GIVEN TASK ▸
Pick out each line in the rows below that contains the word "water" and copy those lines.

━━━━━━

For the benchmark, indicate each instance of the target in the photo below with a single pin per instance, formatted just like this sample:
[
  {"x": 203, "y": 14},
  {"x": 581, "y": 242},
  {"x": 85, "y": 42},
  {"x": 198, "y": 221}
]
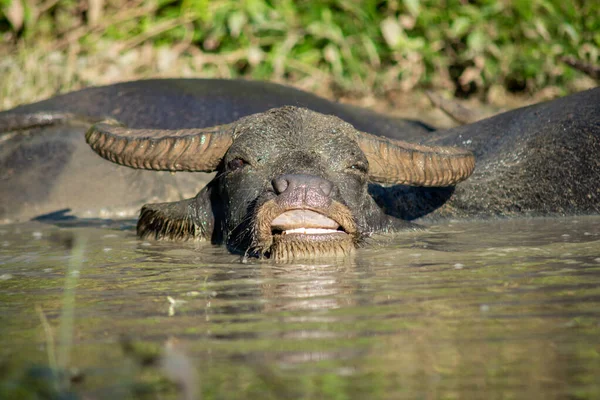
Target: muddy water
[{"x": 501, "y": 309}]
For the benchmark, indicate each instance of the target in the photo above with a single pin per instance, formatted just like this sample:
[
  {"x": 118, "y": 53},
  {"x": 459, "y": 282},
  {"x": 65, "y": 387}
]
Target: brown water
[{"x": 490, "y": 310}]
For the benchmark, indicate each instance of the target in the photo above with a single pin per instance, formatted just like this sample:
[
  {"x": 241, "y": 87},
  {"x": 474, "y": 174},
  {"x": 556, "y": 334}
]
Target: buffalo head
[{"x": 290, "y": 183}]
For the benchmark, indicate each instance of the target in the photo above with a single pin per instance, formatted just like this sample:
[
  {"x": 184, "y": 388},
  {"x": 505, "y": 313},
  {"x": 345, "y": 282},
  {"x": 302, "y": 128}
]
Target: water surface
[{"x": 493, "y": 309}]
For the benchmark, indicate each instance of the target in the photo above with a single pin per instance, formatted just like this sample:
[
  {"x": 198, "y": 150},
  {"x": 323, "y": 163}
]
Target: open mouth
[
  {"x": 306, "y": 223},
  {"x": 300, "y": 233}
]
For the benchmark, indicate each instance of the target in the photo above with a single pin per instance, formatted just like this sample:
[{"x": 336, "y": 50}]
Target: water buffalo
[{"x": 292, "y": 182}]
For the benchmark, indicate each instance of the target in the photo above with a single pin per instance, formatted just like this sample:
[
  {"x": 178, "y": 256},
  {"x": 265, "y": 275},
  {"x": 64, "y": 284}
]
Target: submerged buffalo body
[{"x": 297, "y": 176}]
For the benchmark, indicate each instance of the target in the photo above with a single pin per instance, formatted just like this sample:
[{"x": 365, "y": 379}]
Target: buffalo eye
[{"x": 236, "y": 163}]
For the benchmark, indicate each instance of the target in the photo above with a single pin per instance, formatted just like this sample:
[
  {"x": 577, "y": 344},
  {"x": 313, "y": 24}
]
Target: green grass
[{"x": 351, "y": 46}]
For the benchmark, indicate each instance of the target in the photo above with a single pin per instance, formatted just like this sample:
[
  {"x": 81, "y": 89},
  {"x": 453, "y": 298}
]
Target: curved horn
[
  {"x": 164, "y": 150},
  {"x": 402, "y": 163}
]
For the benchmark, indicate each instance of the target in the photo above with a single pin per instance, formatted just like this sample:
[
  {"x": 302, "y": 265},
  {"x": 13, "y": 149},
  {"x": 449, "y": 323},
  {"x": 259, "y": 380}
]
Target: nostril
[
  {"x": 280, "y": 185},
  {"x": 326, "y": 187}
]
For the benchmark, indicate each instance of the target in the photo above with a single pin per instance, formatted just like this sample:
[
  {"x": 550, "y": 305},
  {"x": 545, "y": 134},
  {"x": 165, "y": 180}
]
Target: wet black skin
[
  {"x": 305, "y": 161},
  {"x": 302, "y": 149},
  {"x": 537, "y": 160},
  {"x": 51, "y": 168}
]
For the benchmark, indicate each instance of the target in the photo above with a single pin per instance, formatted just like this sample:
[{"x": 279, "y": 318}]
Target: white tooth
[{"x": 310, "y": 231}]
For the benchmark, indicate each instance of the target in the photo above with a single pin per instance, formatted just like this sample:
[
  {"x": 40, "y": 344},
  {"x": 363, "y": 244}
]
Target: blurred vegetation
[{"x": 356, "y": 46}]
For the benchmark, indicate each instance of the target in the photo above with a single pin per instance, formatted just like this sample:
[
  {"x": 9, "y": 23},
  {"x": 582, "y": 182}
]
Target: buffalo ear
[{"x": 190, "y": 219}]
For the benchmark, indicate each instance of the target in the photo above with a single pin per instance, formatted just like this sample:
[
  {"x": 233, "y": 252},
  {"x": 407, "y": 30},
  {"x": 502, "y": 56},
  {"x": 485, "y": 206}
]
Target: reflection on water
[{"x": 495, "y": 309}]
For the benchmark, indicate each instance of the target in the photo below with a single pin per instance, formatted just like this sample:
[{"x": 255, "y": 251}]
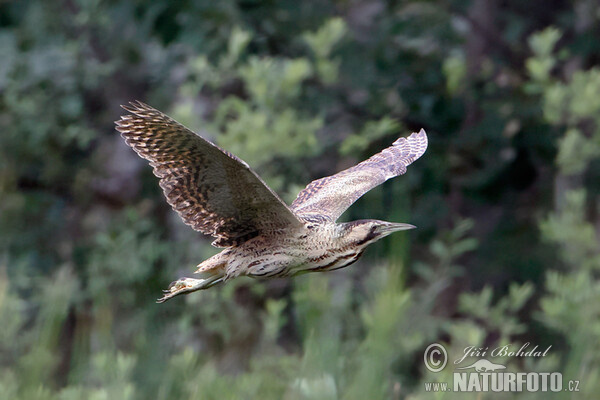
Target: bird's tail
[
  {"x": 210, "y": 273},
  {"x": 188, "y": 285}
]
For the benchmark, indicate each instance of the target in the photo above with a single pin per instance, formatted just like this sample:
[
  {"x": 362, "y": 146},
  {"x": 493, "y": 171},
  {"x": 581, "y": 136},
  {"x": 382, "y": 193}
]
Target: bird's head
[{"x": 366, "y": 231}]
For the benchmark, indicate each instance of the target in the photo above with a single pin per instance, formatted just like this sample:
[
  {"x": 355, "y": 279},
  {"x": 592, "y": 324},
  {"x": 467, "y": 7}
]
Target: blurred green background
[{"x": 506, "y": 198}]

━━━━━━

REPLY ▸
Target: muddy water
Target: brown water
Target: water surface
Target: water buffalo
Target: reflection on water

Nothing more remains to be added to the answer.